------ MATERIAL FOR THIS EXERCISE

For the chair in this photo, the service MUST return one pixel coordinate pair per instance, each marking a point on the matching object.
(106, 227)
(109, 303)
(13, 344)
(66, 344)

------------

▶ _STATED PROBLEM_:
Output every line of the listing above verbatim.

▶ _EXERCISE SOLUTION_:
For the chair in this photo, the service MUST return one pixel coordinate pair per instance, each marking a point on the matching object.
(106, 227)
(109, 303)
(13, 344)
(66, 344)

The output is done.